Reproduce the data that follows in its entirety, character for character.

__________

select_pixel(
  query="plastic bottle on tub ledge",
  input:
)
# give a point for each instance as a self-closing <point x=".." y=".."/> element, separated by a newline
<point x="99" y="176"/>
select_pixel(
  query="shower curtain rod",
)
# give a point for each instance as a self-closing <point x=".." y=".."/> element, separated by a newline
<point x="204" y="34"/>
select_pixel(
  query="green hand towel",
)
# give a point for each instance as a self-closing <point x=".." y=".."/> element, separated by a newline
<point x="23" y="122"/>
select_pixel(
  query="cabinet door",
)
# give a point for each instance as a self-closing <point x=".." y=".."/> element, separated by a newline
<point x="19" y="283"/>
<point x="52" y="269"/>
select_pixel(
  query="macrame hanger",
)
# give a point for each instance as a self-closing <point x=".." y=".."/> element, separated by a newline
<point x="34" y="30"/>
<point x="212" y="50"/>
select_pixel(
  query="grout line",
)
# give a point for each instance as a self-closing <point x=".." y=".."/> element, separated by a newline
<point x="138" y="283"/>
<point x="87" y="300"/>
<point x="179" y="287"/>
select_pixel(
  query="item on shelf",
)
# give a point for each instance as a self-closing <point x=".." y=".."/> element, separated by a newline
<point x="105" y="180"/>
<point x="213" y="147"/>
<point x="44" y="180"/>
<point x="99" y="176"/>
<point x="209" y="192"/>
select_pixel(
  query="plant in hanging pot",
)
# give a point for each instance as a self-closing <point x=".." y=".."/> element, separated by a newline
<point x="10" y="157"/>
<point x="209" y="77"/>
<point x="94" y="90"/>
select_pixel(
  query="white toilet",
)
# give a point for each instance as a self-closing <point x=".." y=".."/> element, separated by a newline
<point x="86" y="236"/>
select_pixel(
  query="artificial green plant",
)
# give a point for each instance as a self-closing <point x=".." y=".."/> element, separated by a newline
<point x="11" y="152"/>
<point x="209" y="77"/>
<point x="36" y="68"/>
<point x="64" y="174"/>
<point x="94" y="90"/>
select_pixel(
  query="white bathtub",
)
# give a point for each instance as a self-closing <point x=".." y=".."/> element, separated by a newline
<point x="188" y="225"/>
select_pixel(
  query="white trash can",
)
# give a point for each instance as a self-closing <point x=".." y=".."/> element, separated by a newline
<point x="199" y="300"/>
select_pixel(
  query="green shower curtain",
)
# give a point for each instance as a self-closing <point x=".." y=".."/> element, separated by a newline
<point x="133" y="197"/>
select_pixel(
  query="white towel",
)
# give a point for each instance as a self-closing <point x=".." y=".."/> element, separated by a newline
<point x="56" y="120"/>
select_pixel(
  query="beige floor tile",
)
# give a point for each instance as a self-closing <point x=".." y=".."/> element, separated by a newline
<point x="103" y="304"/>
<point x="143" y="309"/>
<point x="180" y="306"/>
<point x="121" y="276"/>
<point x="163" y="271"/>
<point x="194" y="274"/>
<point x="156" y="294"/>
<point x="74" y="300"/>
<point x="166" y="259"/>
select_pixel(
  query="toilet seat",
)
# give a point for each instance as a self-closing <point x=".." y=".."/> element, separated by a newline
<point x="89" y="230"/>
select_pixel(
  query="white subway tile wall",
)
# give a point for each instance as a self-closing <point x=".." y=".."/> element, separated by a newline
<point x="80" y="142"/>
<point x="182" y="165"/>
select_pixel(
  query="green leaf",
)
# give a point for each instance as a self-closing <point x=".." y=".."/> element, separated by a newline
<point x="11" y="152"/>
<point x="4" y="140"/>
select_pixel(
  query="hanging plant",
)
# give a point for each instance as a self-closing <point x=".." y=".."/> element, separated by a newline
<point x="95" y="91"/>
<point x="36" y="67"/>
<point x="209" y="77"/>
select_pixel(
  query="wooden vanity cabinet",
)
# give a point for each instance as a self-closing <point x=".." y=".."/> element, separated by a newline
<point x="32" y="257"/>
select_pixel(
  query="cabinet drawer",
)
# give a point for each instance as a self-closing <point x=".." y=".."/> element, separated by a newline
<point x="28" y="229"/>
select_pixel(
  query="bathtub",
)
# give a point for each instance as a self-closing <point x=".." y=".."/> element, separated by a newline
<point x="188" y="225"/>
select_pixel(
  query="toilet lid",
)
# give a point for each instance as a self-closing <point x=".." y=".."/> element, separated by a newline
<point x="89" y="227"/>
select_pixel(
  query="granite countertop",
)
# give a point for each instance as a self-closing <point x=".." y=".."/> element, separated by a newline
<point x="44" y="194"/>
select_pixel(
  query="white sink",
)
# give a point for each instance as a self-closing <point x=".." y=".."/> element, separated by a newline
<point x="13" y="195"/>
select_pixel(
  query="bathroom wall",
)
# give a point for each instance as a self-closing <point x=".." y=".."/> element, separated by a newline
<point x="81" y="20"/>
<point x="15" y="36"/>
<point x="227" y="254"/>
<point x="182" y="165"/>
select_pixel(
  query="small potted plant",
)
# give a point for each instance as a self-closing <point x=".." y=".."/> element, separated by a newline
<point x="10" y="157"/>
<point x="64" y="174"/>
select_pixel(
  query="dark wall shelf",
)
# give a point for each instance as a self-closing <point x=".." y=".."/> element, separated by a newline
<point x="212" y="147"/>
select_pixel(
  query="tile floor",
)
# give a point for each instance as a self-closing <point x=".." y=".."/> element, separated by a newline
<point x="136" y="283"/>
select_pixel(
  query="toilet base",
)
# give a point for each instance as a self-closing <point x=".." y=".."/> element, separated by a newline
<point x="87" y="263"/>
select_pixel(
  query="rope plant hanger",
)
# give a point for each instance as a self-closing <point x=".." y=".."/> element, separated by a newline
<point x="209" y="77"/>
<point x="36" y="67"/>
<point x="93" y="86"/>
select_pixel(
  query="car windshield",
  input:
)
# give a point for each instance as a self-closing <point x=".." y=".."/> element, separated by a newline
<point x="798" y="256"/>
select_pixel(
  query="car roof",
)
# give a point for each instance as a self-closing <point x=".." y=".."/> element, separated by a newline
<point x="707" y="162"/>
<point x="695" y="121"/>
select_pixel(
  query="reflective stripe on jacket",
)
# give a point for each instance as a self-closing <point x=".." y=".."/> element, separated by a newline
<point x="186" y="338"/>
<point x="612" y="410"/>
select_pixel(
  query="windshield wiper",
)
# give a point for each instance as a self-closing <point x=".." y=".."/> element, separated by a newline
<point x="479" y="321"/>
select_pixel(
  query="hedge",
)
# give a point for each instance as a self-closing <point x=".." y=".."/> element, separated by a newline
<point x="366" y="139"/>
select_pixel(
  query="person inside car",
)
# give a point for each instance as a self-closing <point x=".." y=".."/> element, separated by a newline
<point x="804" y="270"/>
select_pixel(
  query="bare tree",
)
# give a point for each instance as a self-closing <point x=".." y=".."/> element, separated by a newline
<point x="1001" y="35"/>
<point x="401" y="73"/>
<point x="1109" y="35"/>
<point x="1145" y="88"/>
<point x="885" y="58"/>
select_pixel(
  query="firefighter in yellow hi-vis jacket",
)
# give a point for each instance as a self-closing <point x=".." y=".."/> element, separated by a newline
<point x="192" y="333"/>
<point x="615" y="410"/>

__________

» **Correct result**
select_pixel(
  query="plastic bottle on tub ledge",
  input:
)
# give a point for each instance as a self-closing <point x=".." y=".."/> element, separated by a newline
<point x="99" y="176"/>
select_pixel(
  query="shower curtain rod",
)
# give a point for each instance as a self-closing <point x=".." y=".."/> element, separated by a newline
<point x="204" y="34"/>
select_pixel(
  query="green hand towel",
)
# give a point for each instance as a self-closing <point x=".." y=".."/> element, separated by a newline
<point x="23" y="122"/>
select_pixel(
  query="cabinet door",
)
# give a point for each instance as a self-closing <point x=".." y=".."/> element, separated by a newline
<point x="19" y="283"/>
<point x="52" y="269"/>
select_pixel(
  query="macrame hanger",
)
# give a point for each instance as a self-closing <point x=".." y=".."/> element, separated by a newline
<point x="34" y="30"/>
<point x="212" y="50"/>
select_pixel(
  query="grout line",
)
# give a point for each instance as a self-closing <point x=".." y=".."/> element, separated by a newline
<point x="138" y="283"/>
<point x="87" y="300"/>
<point x="179" y="287"/>
select_pixel(
  query="item on shelf",
)
# give a point for each instance as a self-closing <point x=".." y=".."/> element, separated by a newline
<point x="105" y="180"/>
<point x="213" y="147"/>
<point x="44" y="180"/>
<point x="99" y="176"/>
<point x="209" y="192"/>
select_pixel(
  query="plant in hanging pot",
)
# give a point for each instance as a self-closing <point x=".." y=".."/> element, separated by a newline
<point x="10" y="157"/>
<point x="209" y="77"/>
<point x="94" y="90"/>
select_pixel(
  query="white toilet",
)
# give a point for each instance as a self-closing <point x=".." y=".."/> element, separated by a newline
<point x="86" y="236"/>
select_pixel(
  query="artificial green plant",
)
# give a point for each instance as a self-closing <point x=".." y=".."/> element, separated by a newline
<point x="11" y="152"/>
<point x="209" y="77"/>
<point x="36" y="68"/>
<point x="64" y="174"/>
<point x="94" y="90"/>
select_pixel(
  query="white bathtub",
)
# give a point for each instance as a self-closing <point x=".." y=".."/> element, separated by a newline
<point x="188" y="225"/>
select_pixel(
  query="white trash can",
)
# give a point for each instance as a self-closing <point x=".." y=".."/> element, separated by a newline
<point x="199" y="300"/>
select_pixel(
  query="green shower curtain",
)
# give a point for each instance as a self-closing <point x=".." y=".."/> element, separated by a newline
<point x="133" y="197"/>
select_pixel(
  query="white towel",
)
# give a point for each instance as a self-closing <point x=".." y=".."/> element, separated by a newline
<point x="56" y="120"/>
select_pixel(
  query="beige floor tile",
)
# give a point for each instance as a self-closing <point x=".." y=".."/> element, separated by a newline
<point x="103" y="304"/>
<point x="143" y="309"/>
<point x="180" y="306"/>
<point x="121" y="276"/>
<point x="163" y="271"/>
<point x="194" y="274"/>
<point x="156" y="294"/>
<point x="74" y="300"/>
<point x="166" y="259"/>
select_pixel(
  query="toilet seat",
)
# give a point for each instance as a self-closing <point x=".." y=".."/> element, separated by a newline
<point x="89" y="230"/>
select_pixel(
  query="white subway tile wall",
)
# give a point for each instance as a self-closing <point x=".." y=".."/> element, separated by a newline
<point x="80" y="142"/>
<point x="182" y="165"/>
select_pixel(
  query="green leaf",
)
# give a point for each instance as a self-closing <point x=".." y=".."/> element, separated by a newline
<point x="11" y="152"/>
<point x="4" y="140"/>
select_pixel(
  query="hanging plant",
)
# give a point for each instance as a self-closing <point x=".." y=".."/> element, separated by a newline
<point x="95" y="91"/>
<point x="36" y="67"/>
<point x="209" y="77"/>
select_pixel(
  query="wooden vanity cabinet",
)
# give a point for each instance as a self-closing <point x=".." y=".."/> element, separated by a newline
<point x="32" y="257"/>
select_pixel(
  query="cabinet drawer",
)
# give a point for each instance as a self-closing <point x=".." y=".."/> element, separated by a newline
<point x="28" y="229"/>
select_pixel(
  query="bathtub",
)
# give a point for each instance as a self-closing <point x=".." y=".."/> element, separated by a newline
<point x="188" y="225"/>
select_pixel(
  query="toilet lid",
)
# give a point for each instance as a self-closing <point x=".." y=".."/> element, separated by a newline
<point x="89" y="227"/>
select_pixel(
  query="granite countertop",
)
# give a point for each instance as a self-closing <point x=".." y=".."/> element, separated by a newline
<point x="44" y="194"/>
select_pixel(
  query="white sink",
)
# give a point for each instance as a self-closing <point x=".." y=".."/> element, separated by a newline
<point x="13" y="195"/>
select_pixel(
  query="bathroom wall",
)
# give a point for each instance as a self-closing <point x=".." y=".."/> element, separated by a newline
<point x="81" y="20"/>
<point x="15" y="36"/>
<point x="227" y="254"/>
<point x="182" y="165"/>
select_pixel(
  query="small potted plant",
)
# give a point for each instance as a self-closing <point x=".." y=".."/> element, separated by a newline
<point x="10" y="157"/>
<point x="64" y="174"/>
select_pixel(
  query="dark wall shelf",
)
# give a point for each instance as a self-closing <point x=".." y=".."/> element, separated by a newline
<point x="212" y="147"/>
select_pixel(
  query="tile floor",
)
# give a point for each instance as a self-closing <point x=".." y=".."/> element, separated by a newline
<point x="136" y="283"/>
select_pixel(
  query="toilet base",
)
# give a point for each instance as a self-closing <point x=".." y=".."/> element, separated by a newline
<point x="87" y="263"/>
select_pixel(
  query="rope plant hanger",
)
# give a point for each instance as a self-closing <point x=".." y=".."/> element, separated by a newline
<point x="209" y="77"/>
<point x="36" y="67"/>
<point x="93" y="86"/>
select_pixel(
  query="car windshield",
  input:
)
# give a point for each instance as a self-closing <point x=".." y=".."/> element, separated by a newline
<point x="798" y="256"/>
select_pixel(
  query="car roof",
)
# give a point for each instance as a self-closing <point x=".." y=".."/> element, separated by a newline
<point x="707" y="162"/>
<point x="695" y="121"/>
select_pixel(
  query="reflective stripe on jacket",
)
# give a point for each instance as a self-closing <point x=".." y=".."/> element, separated by a newline
<point x="186" y="338"/>
<point x="612" y="410"/>
select_pixel(
  query="windshield wiper",
)
# give a point for each instance as a self-closing <point x=".." y=".."/> element, separated by a newline
<point x="479" y="321"/>
select_pixel(
  query="hedge",
)
# give a point for each instance as a self-closing <point x=".." y=".."/> element, separated by a newline
<point x="366" y="139"/>
select_pixel(
  query="person inside car",
)
# give a point for each instance as a self-closing <point x=".." y=".."/> element, separated by a newline
<point x="804" y="270"/>
select_pixel(
  query="bare tree",
)
# give a point for each instance as a self-closing <point x=".." y=".."/> element, separated by a newline
<point x="1001" y="35"/>
<point x="401" y="73"/>
<point x="1109" y="35"/>
<point x="1145" y="88"/>
<point x="885" y="58"/>
select_pixel(
  query="firefighter in yellow hi-vis jacket",
)
# give a point for each instance as a self-closing <point x=".." y=".."/> element, separated by a newline
<point x="192" y="333"/>
<point x="615" y="410"/>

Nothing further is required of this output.